** begin Supplied data **

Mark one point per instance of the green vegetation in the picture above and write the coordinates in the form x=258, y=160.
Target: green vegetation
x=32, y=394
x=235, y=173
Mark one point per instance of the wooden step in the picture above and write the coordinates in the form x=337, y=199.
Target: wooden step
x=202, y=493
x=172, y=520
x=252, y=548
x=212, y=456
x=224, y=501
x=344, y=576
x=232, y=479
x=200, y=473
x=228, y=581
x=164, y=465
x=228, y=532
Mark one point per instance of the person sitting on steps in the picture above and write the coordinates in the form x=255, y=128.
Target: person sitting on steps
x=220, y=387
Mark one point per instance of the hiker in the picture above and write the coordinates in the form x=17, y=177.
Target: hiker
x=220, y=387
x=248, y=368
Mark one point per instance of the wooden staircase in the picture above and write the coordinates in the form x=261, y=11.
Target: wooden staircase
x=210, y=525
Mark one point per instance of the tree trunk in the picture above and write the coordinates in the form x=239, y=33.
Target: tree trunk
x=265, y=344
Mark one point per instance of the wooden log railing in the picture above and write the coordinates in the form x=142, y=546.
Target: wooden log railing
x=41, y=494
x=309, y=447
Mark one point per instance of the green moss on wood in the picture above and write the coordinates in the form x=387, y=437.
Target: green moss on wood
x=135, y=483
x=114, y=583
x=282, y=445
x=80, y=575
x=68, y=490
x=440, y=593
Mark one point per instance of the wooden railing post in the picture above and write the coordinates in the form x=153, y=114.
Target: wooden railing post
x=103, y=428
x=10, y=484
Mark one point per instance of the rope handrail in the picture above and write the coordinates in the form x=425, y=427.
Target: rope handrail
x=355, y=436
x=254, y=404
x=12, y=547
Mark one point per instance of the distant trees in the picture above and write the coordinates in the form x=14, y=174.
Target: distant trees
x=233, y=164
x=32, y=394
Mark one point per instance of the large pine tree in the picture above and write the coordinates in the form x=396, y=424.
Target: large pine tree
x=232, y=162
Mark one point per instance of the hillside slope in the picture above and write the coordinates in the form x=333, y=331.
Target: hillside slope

** end Supplied data **

Aim:
Convert every row above into a numbered list, leaving out any blank lines.

Result for this task:
1. Mark one point per instance of the green vegetation in the picture above and write the coordinates in the form x=258, y=160.
2. Target: green vegetation
3. x=32, y=394
4. x=235, y=173
5. Mark one point per instance of the wooden step in the picture above and write the coordinates in the form x=337, y=199.
6. Target: wooden step
7. x=202, y=493
8. x=172, y=520
9. x=252, y=548
10. x=212, y=456
11. x=224, y=501
12. x=344, y=576
13. x=232, y=479
14. x=200, y=473
15. x=228, y=581
16. x=164, y=465
17. x=228, y=532
18. Mark one point per instance of the person sitting on steps in the picture above and write the coordinates in the form x=255, y=128.
19. Target: person sitting on steps
20. x=220, y=387
21. Mark one point per instance of the hiker in the picture above and write the coordinates in the form x=17, y=177.
22. Target: hiker
23. x=220, y=387
24. x=248, y=368
25. Mark one point per instance of the wooden staircase in the picture above and write the coordinates in the form x=261, y=11.
26. Target: wooden staircase
27. x=210, y=525
28. Mark one point per instance of the tree trunk in the picture above and write the coordinates in the form x=239, y=33.
29. Target: tree trunk
30. x=265, y=344
31. Mark one point per instance of the wooden log railing in the picture above and write the coordinates in the form x=142, y=546.
32. Target: wooden log railing
33. x=41, y=494
34. x=309, y=447
35. Mark one point per instance of the green moss on wood in the picture above and write the coordinates in the form x=387, y=437.
36. Target: green moss on wood
37. x=135, y=483
38. x=114, y=583
39. x=282, y=445
40. x=80, y=575
41. x=68, y=490
42. x=440, y=593
43. Mark one point per instance of the wooden railing post in the picture above and write the coordinates in the form x=153, y=114.
44. Target: wooden railing post
45. x=103, y=428
46. x=10, y=484
47. Mark one point per instance of the rope handrail in the picture above and write the coordinates in the form x=425, y=427.
48. Target: rope handrail
49. x=355, y=436
50. x=254, y=404
51. x=12, y=547
52. Mark one point per instance of the distant trees in the picture above and write the coordinates in the form x=14, y=174.
53. Target: distant trees
54. x=233, y=164
55. x=32, y=394
56. Mark one point per instance of the large pine tree in the picture above and write the coordinates in the form x=396, y=424.
57. Target: large pine tree
58. x=232, y=162
59. Mark one point per instance of the hillside slope in the picture above and write the coordinates in the form x=333, y=331.
60. Target: hillside slope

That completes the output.